# Set exercise:
Set out every line of the listing below as a numbered list, skipping any blank lines and leaving out the pictures.

# Information given:
-.-.-
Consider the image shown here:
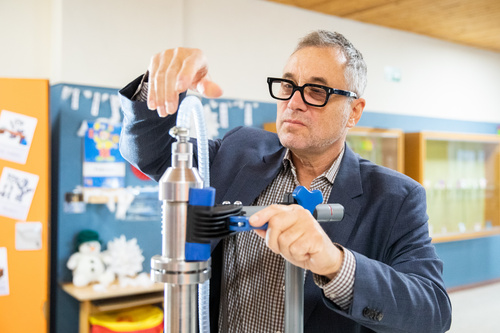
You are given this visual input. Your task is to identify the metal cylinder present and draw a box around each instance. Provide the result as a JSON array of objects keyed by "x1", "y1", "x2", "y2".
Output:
[
  {"x1": 285, "y1": 261, "x2": 304, "y2": 333},
  {"x1": 151, "y1": 128, "x2": 210, "y2": 333}
]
-.-.-
# Correct response:
1. Consider the image shown here:
2. You are given this visual input. Your task is to identify the metal cylinder present and draw a box around each instance. Provide the result as a JSON array of objects keyed by "x1", "y1", "x2", "y2".
3. Output:
4. [
5.   {"x1": 285, "y1": 261, "x2": 304, "y2": 333},
6.   {"x1": 151, "y1": 128, "x2": 210, "y2": 333}
7. ]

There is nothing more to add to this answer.